>> Begin GIVEN RECORDS

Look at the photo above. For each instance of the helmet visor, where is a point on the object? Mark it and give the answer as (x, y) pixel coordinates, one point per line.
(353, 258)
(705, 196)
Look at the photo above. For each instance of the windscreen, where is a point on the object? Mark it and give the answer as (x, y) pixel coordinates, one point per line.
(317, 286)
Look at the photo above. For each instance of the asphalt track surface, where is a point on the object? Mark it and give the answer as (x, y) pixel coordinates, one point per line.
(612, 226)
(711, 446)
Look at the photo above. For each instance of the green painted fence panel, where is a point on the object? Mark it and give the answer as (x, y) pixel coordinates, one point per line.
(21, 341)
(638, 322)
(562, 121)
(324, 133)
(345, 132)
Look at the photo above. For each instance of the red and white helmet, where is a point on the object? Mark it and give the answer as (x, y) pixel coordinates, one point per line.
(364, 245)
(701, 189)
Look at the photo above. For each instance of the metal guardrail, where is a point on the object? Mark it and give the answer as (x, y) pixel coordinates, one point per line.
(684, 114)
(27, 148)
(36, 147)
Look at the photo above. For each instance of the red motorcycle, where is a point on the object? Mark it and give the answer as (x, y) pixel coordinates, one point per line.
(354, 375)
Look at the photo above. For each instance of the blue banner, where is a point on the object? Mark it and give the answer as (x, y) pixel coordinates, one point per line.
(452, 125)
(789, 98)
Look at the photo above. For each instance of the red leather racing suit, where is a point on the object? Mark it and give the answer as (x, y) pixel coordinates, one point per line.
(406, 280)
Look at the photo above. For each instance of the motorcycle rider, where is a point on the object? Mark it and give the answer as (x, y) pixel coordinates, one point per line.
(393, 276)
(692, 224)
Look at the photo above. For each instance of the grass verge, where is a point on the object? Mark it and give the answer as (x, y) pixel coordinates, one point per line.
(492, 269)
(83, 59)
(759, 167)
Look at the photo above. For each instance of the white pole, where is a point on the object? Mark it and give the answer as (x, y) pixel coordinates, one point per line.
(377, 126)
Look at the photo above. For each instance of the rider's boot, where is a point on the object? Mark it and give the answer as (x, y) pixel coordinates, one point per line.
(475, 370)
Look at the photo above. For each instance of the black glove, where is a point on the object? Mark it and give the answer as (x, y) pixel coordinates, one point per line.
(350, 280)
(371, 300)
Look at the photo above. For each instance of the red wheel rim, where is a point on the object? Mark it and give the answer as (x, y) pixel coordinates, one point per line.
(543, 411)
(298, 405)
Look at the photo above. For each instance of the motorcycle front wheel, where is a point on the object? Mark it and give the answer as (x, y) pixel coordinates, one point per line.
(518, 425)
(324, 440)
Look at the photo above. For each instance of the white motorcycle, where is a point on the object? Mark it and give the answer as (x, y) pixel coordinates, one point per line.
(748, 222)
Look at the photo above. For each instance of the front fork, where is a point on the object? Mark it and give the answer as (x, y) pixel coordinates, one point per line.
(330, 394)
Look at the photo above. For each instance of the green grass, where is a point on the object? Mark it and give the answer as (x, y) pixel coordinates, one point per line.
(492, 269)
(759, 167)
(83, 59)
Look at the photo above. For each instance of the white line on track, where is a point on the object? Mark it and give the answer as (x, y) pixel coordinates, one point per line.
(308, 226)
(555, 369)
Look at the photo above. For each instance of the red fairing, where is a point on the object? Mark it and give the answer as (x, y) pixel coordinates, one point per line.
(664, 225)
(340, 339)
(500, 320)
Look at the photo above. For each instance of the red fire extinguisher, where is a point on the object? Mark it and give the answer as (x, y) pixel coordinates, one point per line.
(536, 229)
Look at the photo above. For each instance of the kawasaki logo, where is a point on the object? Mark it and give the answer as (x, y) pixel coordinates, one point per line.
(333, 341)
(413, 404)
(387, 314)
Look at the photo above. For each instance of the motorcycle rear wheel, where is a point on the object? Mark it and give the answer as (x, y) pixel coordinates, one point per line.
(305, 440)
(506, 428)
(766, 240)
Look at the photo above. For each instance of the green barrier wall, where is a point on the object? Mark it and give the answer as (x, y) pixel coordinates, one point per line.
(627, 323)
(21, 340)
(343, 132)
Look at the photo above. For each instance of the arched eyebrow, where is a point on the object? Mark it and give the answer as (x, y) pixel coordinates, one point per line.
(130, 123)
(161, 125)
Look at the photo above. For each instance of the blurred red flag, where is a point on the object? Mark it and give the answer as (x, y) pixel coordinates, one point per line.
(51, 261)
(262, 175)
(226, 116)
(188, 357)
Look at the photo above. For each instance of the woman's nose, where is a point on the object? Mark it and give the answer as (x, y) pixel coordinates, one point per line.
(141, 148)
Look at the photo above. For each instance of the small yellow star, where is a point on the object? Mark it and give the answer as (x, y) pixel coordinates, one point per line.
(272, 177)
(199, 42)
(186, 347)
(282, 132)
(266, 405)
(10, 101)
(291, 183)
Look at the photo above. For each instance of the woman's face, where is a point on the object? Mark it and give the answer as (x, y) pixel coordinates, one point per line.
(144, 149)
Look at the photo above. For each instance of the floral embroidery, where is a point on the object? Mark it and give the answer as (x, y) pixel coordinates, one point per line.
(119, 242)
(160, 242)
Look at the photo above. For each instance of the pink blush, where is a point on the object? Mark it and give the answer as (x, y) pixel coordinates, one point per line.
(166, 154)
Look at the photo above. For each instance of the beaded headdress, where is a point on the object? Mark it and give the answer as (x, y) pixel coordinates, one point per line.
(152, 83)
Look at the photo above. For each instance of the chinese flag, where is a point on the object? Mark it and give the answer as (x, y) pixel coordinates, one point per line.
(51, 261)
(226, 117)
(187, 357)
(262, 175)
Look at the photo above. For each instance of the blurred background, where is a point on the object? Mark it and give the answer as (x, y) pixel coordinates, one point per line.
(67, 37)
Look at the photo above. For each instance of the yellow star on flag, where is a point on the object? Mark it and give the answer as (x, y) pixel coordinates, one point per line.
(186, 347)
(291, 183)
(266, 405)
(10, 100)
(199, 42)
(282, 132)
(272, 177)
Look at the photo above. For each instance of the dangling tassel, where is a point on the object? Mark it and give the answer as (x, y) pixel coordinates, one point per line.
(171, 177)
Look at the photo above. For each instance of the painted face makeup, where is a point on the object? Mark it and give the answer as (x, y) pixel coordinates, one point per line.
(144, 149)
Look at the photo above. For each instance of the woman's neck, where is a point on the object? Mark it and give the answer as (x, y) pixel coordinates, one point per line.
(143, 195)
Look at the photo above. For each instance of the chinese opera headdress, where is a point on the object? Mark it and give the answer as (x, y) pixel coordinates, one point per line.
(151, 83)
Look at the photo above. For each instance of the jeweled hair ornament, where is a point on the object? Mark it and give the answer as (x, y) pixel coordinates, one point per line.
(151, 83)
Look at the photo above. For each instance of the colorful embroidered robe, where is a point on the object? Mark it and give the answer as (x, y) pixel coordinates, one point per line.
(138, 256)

>> End GIVEN RECORDS

▸ PROBLEM TO WORK ON:
Copy out the full material exactly as it appears.

▸ EXERCISE RESPONSE:
Look at the photo above. For each instance of the helmet visor, where is a point on the object? Mark it and give the answer as (x, y) pixel coordinates, one point per line.
(353, 258)
(705, 196)
Look at the photo above. For each instance of the windscreen, where is a point on the object? Mark it and give the answer as (x, y) pixel coordinates, one point per line.
(317, 286)
Look at the photo above. For each instance of the asphalt track surface, where is a point on the object? Mark it and give the answer as (x, y) pixel coordinates, one point per line.
(612, 226)
(711, 446)
Look at the photo above. For each instance of the green painted fence panel, where is a point on the object? Mark it and give the answer as (x, y) pixel coordinates, one point per line.
(21, 341)
(638, 322)
(562, 121)
(324, 133)
(345, 132)
Look at the photo above. For each instance of the red and white helmet, where is a point on the object? Mark it and give the answer as (x, y) pixel coordinates, one point per line.
(364, 245)
(701, 189)
Look at the photo above. For each instance of the metal guardrail, where is a point on the object? Mark it and give the answer as (x, y) pixel coordinates, one point per line.
(684, 114)
(27, 148)
(36, 147)
Look at the photo above. For each instance of the red motorcycle, where is a point on the object? Mark it and give the answer as (x, y) pixel coordinates, one point per line.
(354, 375)
Look at the photo above. For each instance of the blue banner, where is a point on the object? Mark it and give the answer as (x, y) pixel coordinates, one point per line.
(452, 125)
(789, 98)
Look at the photo above. For each instance of the red leather racing suit, where is a point on the object? Mark it and give the answer as (x, y) pixel coordinates, one point per line.
(406, 280)
Look at the photo above. For each instance of the motorcycle rider, where is a point on the object? Mark it and give the answer as (x, y) pixel coordinates, one point per line.
(393, 276)
(692, 224)
Look at the photo above. For each instance of the grass verge, where is a point on the object? Mark it and give the answer as (x, y) pixel coordinates, one point per line.
(492, 269)
(83, 59)
(759, 167)
Look at the photo above. For each instance of the white pole, where is a point on the object? Mark it and give the answer as (x, y) pixel coordinates, one point per line.
(377, 126)
Look at the photo above. For each instance of the rider's boot, where is a point on the object? Mark it and give the answer as (x, y) pixel coordinates, one point per line.
(475, 370)
Look at the photo above. For each instance of the black glove, where is a point on the object? Mark it and give the answer as (x, y) pixel coordinates, one point per line.
(350, 280)
(371, 300)
Look at the photo above. For each instance of the red wheel rim, where is a point on the object? Mark it and give the answer as (x, y) pixel coordinates, one point per line.
(543, 411)
(298, 405)
Look at the photo above. For each instance of the motorcycle front wheel, where is a point on the object? Mark it and give the answer as (x, y) pixel coordinates, one point per line.
(518, 425)
(324, 440)
Look at the photo above. For each instance of the white motorcycle, where is a point on the object? Mark it and give the answer as (x, y) pixel coordinates, one point per line.
(748, 222)
Look at the photo above. For each instance of the front fork, where is a point on the object? Mark it and give the answer as (x, y) pixel coordinates, one point per line.
(330, 394)
Look at the photo above. For each instance of the green grass, where is a point on the object? Mark it and give the answer as (x, y) pixel coordinates, one point per line.
(492, 269)
(759, 167)
(83, 59)
Look at the photo above. For each instance of the white line on track, where is a point on the object? Mark it and give the answer as (x, y) pixel coordinates, one point per line.
(308, 226)
(555, 369)
Look at the photo above. For each instance of the red fairing, where is a point on the object? Mark it and give the answer as (x, y) pixel coordinates, one point per line.
(664, 225)
(340, 339)
(500, 320)
Look at the photo above. For each instance of the red fire extinguisher, where is a point on the object? Mark it and give the answer as (x, y) pixel coordinates, one point per line.
(536, 229)
Look at the photo above. For each instance of the kawasaki logo, where is a point on the object? Mark it and give the answer as (x, y) pixel coordinates, one point per line.
(333, 341)
(413, 404)
(387, 314)
Look at the photo above. For each instance of the motorcycle rear wheel, where is a point on the object? Mark it and give the answer as (x, y) pixel coordinates, one point per line.
(305, 440)
(506, 428)
(766, 240)
Look at the photo above. For each instance of the green barrier wall, where is a point on the object? Mark it and give the answer as (x, y) pixel coordinates, one point per line.
(627, 323)
(21, 340)
(343, 132)
Look at the photo above. For each instance of the arched eyebrow, where is a point on the object? Mark it and give the answer as (x, y) pixel coordinates, one point per line.
(130, 123)
(161, 125)
Look at the photo above. For each instance of the blurred red flag, where is a point on the object? Mark it and give the answer as (x, y) pixel coordinates, one point per line.
(51, 261)
(262, 175)
(226, 116)
(188, 357)
Look at the photo above. For each instance of the woman's nose, where is a point on the object? Mark it and give the answer as (x, y) pixel coordinates, one point per line.
(141, 148)
Look at the photo above. For each instance of the small yellow star, where is a point on the object? Mark it and give the answer as (x, y) pixel coordinates, one point per line.
(272, 177)
(199, 42)
(186, 347)
(282, 132)
(266, 405)
(10, 101)
(291, 183)
Look at the photo above. For each instance of the woman's face, where is a point on the object? Mark it and give the answer as (x, y) pixel coordinates, one point per line.
(144, 149)
Look at the photo above. For each instance of the floral embroidery, where is a point on the object? Mark it and give the answer as (x, y) pixel coordinates, one point per line.
(119, 242)
(160, 242)
Look at the photo above. For each instance of the pink blush, where is a point on the object? Mark it and give the answer as (x, y) pixel coordinates, one point per line.
(166, 154)
Look at the photo above. For each instance of the beaded headdress, where is a point on the object? Mark it and give the answer as (x, y) pixel coordinates, one point per line.
(152, 83)
Look at the photo above. For each instance of the chinese flag, where is a point on the object? Mark it and give the answer as (x, y) pixel coordinates, one point per line.
(51, 261)
(226, 117)
(187, 357)
(262, 175)
Look at the photo above. For each instance of the blurred background, where is a point on the object? Mark it and give the answer as (x, y) pixel coordinates, one point per line.
(67, 37)
Look at the photo above. For each instance of the yellow star on flag, where is a point on the object? Mark it and give the answer as (x, y) pixel coordinates, one point per line.
(186, 347)
(291, 183)
(266, 405)
(10, 100)
(199, 42)
(282, 132)
(272, 177)
Look at the photo above. For each instance of the dangling tassel, where is a point on the object? Mark it and give the answer as (x, y) pixel coordinates, one point per line.
(171, 177)
Look at the photo above. For each instance of the painted face makeup, where is a point on the object? Mark it and give the answer as (x, y) pixel coordinates, one point per line.
(144, 149)
Look at the photo above. For each instance of the woman's neck, where is a point on the object? Mark it and give the answer as (x, y) pixel coordinates, one point per line.
(143, 195)
Look at the photo above. For each instance of the chinese opera headdress, where is a point on the object? Mark it and give the answer as (x, y) pixel coordinates, one point per line.
(151, 83)
Look at the photo above. For each instance of the jeweled hair ornament, where is a point on the object? Mark it and give the answer as (x, y) pixel coordinates, one point per line.
(151, 83)
Look at the photo above. For each instance of the colorful embroidered robe, where is a point on the object? Mark it and give the answer as (x, y) pixel coordinates, one point per line.
(138, 256)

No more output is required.